◆ EXERCISE
Update the stretch of data from the line containing "Expected behaviour: for every instance of the church spire" through the end of the data by changing "thickest" to "widest", leaving everything else as it is. Give back only those lines.

◆ DATASET EXTRACT
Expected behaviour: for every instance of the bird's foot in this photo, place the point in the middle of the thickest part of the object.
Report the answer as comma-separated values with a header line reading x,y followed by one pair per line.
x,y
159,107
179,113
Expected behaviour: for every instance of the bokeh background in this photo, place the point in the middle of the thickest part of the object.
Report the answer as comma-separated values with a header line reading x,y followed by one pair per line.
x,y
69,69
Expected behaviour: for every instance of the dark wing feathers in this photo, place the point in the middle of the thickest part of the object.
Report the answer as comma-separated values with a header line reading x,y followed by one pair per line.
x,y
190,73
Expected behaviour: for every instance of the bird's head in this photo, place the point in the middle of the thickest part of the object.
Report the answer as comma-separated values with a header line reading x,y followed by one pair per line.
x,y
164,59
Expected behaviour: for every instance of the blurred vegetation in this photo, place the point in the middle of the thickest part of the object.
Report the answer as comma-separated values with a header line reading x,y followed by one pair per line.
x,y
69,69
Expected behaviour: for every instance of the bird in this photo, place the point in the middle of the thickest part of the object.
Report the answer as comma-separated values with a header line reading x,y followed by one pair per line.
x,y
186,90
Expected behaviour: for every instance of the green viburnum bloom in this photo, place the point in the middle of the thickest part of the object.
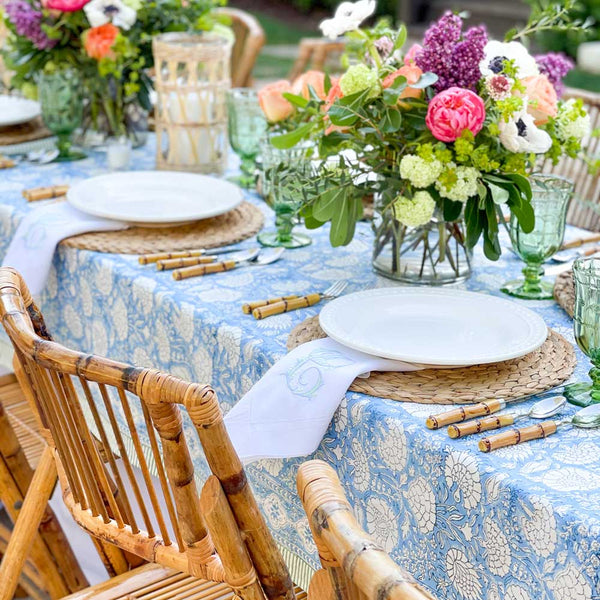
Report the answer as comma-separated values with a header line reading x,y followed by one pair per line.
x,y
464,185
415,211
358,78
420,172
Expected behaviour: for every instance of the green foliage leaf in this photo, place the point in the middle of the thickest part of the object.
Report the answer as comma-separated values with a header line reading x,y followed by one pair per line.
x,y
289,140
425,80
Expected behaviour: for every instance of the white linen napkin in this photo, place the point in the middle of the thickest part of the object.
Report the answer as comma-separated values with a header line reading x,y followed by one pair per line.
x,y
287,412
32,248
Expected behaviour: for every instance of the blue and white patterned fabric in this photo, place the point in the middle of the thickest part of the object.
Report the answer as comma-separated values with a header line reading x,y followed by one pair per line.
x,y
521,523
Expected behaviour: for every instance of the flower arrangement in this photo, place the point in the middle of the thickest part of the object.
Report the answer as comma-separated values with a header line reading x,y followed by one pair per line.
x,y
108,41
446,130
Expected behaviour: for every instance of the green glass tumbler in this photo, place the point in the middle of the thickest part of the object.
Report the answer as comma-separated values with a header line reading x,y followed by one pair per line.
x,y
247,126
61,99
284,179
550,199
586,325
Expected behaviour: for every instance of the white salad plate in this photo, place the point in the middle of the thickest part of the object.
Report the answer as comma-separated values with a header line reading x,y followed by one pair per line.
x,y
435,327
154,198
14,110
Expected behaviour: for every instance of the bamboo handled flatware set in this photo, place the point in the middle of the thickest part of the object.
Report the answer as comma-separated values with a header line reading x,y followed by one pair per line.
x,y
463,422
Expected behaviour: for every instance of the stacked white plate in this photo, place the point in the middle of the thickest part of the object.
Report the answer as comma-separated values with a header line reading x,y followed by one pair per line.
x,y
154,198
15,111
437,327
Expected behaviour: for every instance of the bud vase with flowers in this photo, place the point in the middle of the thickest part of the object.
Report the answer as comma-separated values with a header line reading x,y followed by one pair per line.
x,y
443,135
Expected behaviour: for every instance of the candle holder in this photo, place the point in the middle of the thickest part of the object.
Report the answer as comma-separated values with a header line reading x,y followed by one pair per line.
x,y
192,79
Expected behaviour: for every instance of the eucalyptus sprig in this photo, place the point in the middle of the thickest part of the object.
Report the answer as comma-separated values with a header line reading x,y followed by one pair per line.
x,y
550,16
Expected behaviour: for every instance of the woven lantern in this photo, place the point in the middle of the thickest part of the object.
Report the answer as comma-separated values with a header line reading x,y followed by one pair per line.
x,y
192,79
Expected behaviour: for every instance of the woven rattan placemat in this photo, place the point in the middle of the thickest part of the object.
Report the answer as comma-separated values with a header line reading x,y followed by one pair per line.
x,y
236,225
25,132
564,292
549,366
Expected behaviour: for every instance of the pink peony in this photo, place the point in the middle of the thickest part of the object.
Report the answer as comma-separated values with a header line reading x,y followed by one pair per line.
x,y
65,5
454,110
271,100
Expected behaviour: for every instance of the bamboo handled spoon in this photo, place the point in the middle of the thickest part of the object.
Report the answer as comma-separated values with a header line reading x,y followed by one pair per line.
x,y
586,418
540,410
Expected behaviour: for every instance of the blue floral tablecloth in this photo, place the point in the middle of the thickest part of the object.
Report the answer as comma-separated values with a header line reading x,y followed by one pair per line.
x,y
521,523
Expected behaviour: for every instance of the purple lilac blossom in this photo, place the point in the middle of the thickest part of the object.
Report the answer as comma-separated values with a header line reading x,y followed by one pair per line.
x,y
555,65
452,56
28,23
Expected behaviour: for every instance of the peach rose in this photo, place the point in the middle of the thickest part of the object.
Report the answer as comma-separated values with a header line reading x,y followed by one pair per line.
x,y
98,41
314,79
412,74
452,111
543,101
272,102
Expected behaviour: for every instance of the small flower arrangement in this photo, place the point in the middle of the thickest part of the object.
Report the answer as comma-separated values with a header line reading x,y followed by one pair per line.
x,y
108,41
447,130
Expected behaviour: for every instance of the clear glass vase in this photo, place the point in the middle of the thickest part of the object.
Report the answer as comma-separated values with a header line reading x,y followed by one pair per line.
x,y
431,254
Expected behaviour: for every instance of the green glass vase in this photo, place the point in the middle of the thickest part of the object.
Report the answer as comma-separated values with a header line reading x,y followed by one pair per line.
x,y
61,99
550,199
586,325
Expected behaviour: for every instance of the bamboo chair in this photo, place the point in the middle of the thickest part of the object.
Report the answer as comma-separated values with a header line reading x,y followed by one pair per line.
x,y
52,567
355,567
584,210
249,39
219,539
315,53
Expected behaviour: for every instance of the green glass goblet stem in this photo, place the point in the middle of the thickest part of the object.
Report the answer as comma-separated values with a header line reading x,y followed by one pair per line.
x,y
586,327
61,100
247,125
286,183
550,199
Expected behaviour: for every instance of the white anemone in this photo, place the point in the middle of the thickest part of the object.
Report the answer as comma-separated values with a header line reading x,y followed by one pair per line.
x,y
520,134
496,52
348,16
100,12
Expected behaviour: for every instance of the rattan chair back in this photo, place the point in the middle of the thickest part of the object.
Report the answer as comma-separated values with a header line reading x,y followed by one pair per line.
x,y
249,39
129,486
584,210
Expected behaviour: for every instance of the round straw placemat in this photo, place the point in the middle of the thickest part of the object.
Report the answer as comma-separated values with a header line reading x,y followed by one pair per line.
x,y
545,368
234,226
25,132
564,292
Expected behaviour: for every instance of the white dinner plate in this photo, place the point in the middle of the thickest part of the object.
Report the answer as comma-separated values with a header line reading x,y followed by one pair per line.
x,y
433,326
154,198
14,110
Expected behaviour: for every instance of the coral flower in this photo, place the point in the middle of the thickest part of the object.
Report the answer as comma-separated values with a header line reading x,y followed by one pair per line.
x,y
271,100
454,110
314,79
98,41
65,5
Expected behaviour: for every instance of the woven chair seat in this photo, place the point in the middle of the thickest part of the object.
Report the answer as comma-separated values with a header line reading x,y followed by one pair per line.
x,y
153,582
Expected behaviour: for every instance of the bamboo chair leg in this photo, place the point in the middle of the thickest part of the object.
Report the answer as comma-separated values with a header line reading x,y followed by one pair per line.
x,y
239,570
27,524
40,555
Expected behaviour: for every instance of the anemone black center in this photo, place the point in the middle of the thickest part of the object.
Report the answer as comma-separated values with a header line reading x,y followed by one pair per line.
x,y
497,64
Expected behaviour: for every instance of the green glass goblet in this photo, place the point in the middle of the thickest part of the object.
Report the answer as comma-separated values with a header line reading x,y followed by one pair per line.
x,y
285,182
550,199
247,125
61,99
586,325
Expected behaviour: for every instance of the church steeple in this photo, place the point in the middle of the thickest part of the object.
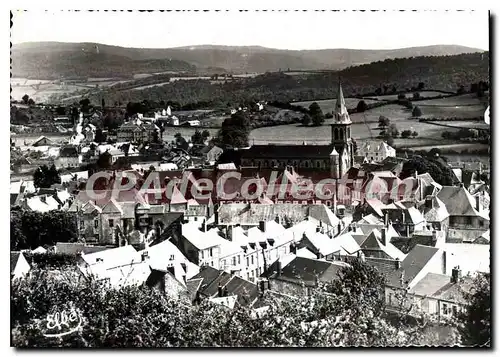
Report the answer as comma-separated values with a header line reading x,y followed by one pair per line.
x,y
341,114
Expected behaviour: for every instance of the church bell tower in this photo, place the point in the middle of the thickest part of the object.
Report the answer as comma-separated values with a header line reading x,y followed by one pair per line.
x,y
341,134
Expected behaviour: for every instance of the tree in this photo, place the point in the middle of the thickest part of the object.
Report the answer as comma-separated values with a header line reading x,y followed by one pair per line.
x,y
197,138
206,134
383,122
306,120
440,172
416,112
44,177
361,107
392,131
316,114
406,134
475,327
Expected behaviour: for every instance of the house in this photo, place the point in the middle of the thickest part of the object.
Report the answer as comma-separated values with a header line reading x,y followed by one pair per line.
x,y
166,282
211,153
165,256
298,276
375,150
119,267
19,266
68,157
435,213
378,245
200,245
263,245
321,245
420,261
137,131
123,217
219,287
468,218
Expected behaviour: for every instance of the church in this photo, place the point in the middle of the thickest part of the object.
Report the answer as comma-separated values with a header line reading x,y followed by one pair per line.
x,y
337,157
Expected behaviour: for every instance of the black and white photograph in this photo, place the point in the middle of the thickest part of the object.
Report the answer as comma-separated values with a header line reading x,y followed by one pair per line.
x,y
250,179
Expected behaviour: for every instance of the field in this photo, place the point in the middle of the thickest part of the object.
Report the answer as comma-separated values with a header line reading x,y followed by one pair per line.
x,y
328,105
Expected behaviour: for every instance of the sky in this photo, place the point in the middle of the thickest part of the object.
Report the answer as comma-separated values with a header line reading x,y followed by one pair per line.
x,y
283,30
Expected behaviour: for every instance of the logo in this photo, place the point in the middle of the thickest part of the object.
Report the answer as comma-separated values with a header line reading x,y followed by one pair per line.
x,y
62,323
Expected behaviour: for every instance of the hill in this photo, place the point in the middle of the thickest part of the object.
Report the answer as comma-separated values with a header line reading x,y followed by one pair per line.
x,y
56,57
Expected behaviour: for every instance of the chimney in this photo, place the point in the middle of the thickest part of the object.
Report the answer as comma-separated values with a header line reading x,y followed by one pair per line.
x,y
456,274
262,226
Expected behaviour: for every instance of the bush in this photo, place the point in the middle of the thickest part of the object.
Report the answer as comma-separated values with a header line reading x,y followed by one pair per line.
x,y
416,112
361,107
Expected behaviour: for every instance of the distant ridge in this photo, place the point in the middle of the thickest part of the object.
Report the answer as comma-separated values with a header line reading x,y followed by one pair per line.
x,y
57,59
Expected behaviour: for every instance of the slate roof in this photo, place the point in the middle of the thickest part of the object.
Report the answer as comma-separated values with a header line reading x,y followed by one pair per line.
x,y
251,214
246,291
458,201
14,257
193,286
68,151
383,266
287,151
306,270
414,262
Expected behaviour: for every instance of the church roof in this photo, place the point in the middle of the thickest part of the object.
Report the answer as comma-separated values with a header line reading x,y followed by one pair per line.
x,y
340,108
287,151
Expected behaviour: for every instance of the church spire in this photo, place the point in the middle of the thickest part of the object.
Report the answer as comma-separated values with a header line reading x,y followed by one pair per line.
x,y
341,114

◆ FULL ANSWER
Expected behaviour: for every instance of the church spire in this photo, place the point in the middle of the widest part of the object.
Report the answer as comma-separated values with a header line reading x,y followed by one pair per line.
x,y
341,114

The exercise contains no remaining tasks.